→ Exercise: Continue the article on attesting Intel TDX and NVIDIA H100 trusted execution environments with Intel Trust Authority, starting right after its last sentence.

→ Reading text:
-- start --

Seamless Attestation of Intel® TDX and NVIDIA H100 TEEs with Intel® Trust Authority

Raghu_Yeluri · ‎09-20-2023

By Raghu Yeluri (Intel), Eunjung Yoon (Intel), Michael O'Connor (NVIDIA), and Karthik Jayaraman (NVIDIA)

AI is now the most significant workload in data centers and the cloud. It’s being embedded into other workloads, used for standalone deployments, and distributed across hybrid clouds and the edge. Many of the demanding AI workloads require hardware acceleration with a GPU. Today, AI is already transforming a variety of segments like finance, manufacturing, advertising, and healthcare. Many AI models are considered priceless intellectual property – companies spend millions of dollars building them, and the parameters and model weights are closely guarded secrets. Even knowing what some of the parameters are in a competitor’s model is valuable intelligence. Furthermore, the data sets used to train these models are also considered highly confidential and can create a competitive advantage. As a result, data and model owners are looking for ways to protect these, not just at rest and in transit, but in use as well.

-- end --

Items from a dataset
-- start --

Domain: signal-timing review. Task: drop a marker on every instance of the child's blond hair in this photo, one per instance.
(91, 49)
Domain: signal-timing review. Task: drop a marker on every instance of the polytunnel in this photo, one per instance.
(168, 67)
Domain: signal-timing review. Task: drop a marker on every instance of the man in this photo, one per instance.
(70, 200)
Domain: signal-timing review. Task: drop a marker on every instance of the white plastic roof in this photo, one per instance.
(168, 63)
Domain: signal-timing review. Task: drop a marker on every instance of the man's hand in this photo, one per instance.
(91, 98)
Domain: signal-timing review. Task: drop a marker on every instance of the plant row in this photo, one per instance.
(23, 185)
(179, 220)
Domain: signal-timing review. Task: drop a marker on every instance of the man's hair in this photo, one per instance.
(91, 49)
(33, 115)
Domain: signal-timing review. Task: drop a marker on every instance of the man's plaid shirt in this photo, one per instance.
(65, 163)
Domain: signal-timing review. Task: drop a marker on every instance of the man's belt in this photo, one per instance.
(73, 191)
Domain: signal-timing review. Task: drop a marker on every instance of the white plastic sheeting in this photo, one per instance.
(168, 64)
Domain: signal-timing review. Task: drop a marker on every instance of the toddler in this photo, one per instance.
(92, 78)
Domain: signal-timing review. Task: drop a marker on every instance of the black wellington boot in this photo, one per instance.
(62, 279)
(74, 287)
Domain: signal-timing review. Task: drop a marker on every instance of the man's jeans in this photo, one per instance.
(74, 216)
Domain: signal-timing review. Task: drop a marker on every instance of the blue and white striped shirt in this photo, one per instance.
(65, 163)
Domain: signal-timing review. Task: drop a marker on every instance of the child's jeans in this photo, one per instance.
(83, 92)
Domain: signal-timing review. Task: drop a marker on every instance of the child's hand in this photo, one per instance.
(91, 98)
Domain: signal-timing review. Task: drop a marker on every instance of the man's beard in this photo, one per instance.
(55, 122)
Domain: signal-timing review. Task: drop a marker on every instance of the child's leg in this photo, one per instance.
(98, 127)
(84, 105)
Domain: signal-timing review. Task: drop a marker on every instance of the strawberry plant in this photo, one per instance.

-- end --

→ Response to the task:
Confidential Computing is an industry movement to protect sensitive data and code while in use by executing inside a hardware-hardened, attested Trusted Execution Environment (TEE) where code and data can be accessed only by authorized users and software. For AI workloads, this would include the model parameters, weights, and the training or inferencing data. Learn more about Confidential Computing at the Confidential Computing Consortium.

Attestation and Trust

Attestation is an essential process in Confidential Computing where a stakeholder is provided a cryptographic confirmation of the state of a Confidential Computing environment. It asserts that the TEE instantiated is genuine, conforms to their security policies, and is configured exactly as expected. The frequency of attestation is determined by policy and can happen at launch time and periodically during runtime of the TEE. Attestation is critical to establish trust in the computing platform you’re about to entrust with your highly sensitive data.

Intel and NVIDIA deliver Confidential Computing technologies that establish independent TEEs on the CPU and GPU, respectively. For a customer, this presents an attestation challenge, requiring attestation from two different services to gather the evidence needed to verify the trustworthiness of the CPU and GPU TEEs.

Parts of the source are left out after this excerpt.